## ENTRIES:
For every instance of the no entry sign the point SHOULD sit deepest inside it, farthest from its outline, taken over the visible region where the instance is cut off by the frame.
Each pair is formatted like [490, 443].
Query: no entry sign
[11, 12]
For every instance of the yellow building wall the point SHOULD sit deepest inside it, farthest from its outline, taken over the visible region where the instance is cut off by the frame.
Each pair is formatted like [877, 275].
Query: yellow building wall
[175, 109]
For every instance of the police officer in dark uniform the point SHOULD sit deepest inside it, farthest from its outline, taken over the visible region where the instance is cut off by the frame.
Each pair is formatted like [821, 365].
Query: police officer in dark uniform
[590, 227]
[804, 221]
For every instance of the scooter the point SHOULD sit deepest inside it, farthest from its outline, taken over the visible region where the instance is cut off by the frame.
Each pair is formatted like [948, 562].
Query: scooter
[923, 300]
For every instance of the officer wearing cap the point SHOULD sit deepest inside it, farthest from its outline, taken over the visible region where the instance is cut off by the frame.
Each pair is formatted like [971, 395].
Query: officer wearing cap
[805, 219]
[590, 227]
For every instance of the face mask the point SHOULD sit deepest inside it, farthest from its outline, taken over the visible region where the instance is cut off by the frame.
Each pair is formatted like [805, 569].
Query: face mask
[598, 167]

## EXERCISE PROMPT:
Retype the entries one by one, exactly.

## RESPONSE TO THIS EXERCISE:
For every instance of the no entry sign the point SHOULD sit deepest inside it, farthest from its outline, taken over the visible region where the instance is cut off by the frame.
Each pair is formatted like [490, 443].
Query: no entry sign
[11, 12]
For every instance of the yellow building wall the point SHOULD sit deepest inside it, farthest from its outline, taken over the visible region where the instance is cut off by the frame.
Each pair is formatted like [877, 275].
Query: yellow building wall
[175, 109]
For every instance of the police officer in dark uniform the point SHOULD sit deepest inside it, farthest from its outline, taken over the visible region where the instance is cut off by the frame.
Each pair is formatted like [821, 365].
Query: police officer in dark uniform
[590, 227]
[804, 221]
For every instance of the scooter the point SHOULD sit deepest inside it, farthest from its outline, taken over the visible region where the instance is cut off by the frame.
Each pair is formatted like [948, 562].
Query: scooter
[923, 300]
For every instance of the officer wearing cap the point SHOULD sit deepest inside it, farthest from its outline, taken over the visible region where the instance is cut off by the frame.
Each pair is formatted like [971, 395].
Query: officer wearing cap
[805, 219]
[590, 227]
For every instance of the face mask the point SHOULD sit deepest inside it, farthest from its outline, taken over the visible region where the instance is cut off by the frame.
Each pair is formatted like [805, 569].
Query: face mask
[598, 167]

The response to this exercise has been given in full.